■ **WHAT THE TASK ASKS**
Write every line of the material out exactly as shown.

■ **INPUT FOR THIS TASK**
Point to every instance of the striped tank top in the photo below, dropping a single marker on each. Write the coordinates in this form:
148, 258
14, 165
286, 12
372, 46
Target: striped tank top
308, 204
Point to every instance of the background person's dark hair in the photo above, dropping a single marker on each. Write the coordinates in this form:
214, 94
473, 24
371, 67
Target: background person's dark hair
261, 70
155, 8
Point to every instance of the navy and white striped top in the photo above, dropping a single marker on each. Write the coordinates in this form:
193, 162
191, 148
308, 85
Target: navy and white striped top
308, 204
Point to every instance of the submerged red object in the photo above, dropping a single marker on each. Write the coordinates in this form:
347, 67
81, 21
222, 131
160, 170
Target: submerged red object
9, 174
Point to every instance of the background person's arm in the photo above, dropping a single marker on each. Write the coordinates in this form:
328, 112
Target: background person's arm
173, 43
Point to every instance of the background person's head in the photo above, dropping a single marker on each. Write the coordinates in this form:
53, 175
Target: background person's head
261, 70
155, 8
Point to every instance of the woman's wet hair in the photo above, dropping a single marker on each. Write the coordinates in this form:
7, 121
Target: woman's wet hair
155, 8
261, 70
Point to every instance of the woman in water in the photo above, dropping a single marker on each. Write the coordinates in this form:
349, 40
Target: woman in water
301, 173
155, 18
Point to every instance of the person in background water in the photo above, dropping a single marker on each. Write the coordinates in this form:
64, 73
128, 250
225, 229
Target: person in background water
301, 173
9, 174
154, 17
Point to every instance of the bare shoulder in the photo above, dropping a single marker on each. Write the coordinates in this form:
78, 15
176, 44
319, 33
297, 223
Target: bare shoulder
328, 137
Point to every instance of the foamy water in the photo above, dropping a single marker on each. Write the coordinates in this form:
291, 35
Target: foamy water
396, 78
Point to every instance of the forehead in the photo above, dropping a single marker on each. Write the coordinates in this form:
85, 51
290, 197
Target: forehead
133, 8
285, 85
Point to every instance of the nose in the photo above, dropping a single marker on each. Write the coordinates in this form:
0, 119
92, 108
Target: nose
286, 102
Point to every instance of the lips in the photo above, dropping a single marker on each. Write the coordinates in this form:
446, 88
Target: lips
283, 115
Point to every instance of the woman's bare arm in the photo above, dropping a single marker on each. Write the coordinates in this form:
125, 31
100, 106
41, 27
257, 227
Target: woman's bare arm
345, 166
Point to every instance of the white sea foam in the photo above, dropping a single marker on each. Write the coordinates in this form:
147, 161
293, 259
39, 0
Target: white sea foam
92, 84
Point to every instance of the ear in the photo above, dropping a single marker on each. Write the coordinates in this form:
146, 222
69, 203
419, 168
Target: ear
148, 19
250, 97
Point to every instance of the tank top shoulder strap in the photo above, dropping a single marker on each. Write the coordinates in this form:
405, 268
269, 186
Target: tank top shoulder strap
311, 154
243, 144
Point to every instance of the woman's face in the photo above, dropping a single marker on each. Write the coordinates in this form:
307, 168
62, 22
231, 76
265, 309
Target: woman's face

■ **ANSWER BELOW**
Point to every instance of the striped tank top in the photo below, dropping a single marker on each. Write the coordinates in this form:
148, 258
14, 165
286, 12
372, 46
Target: striped tank top
308, 204
Point to every instance of the background person's dark hair in the photo above, dropping a single marker on each. Write the coordinates in this form:
214, 94
473, 24
371, 67
Target: background person's dark hair
261, 70
155, 8
Point to every instance of the navy and white striped top in the photo above, dropping a single marker on each. Write the coordinates in this form:
193, 162
191, 148
308, 85
Target: navy and white striped top
308, 204
Point to every instance of the submerged red object in the photo above, dropping a single marker on each. Write the coordinates in this form:
347, 67
81, 21
222, 131
160, 170
Target: submerged red object
9, 174
Point to every instance of the background person's arm in the photo above, dropping a single marker on each. Write the coordinates in this form:
328, 112
Target: background person's arm
173, 43
Point to every instance of the background person's head in the photo above, dropping a single marker on each. Write the coordinates in this form:
53, 175
Target: background person's head
261, 70
155, 8
Point to every instance of the woman's wet hair in the photo above, dropping a single marker on each. Write the coordinates in this form:
7, 121
Target: woman's wet hair
155, 8
261, 70
Point to every instance of the woman in water in the photo above, dropping a single marker on each. Write the coordinates in this form:
349, 40
Target: woman in water
301, 173
155, 18
Point to every instance of the person in background water in the photo above, dropping a single marker on each. Write the coordinates in this form:
64, 73
128, 250
225, 229
Target: person in background water
301, 173
9, 174
154, 17
Point to every instance of the bare shoulder in the photo above, dropping a single marker on each. Write the coordinates in this form:
78, 15
176, 44
319, 33
297, 223
Target: bare shoulder
328, 137
Point to every instance of the foamy water in the photo above, dropping a single marker on each. Write the coordinates in this form:
291, 35
Target: foamy water
396, 78
Point to every instance of the forehead in the photo above, dropping a single marker on each. Write the coordinates in this form:
85, 51
290, 197
Target: forehead
133, 8
285, 85
Point to every instance of the nose in the photo above, dropping a single marker on each. Write the coordinates in this form:
0, 119
92, 108
Target: nose
286, 102
Point to every instance of the lips in the photo above, dropping a single marker on each. Write the coordinates in this form:
446, 88
Target: lips
283, 115
Point to every instance of the woman's bare arm in the photo above, dropping a single marker on each. Write the coordinates in this form:
125, 31
100, 106
41, 27
257, 227
Target: woman's bare arm
345, 166
Point to every instance of the white sea foam in the photo above, dropping a single marker on each. Write the coordinates in this form:
147, 161
293, 259
39, 0
Target: white sea foam
92, 84
Point to every instance of the ear in the photo above, dropping a single marker on each. Write the coordinates in this form:
146, 222
69, 203
419, 168
Target: ear
148, 19
250, 97
Point to every instance of the tank top shoulder strap in the photo above, dropping a single marker on each. Write the coordinates in this form:
405, 268
269, 186
Target: tank top shoulder strap
311, 154
243, 144
Point to every instance of the woman's face in the photo above, dropping a single marker on each. Write the coordinates in this form:
307, 168
62, 22
231, 76
265, 309
Target: woman's face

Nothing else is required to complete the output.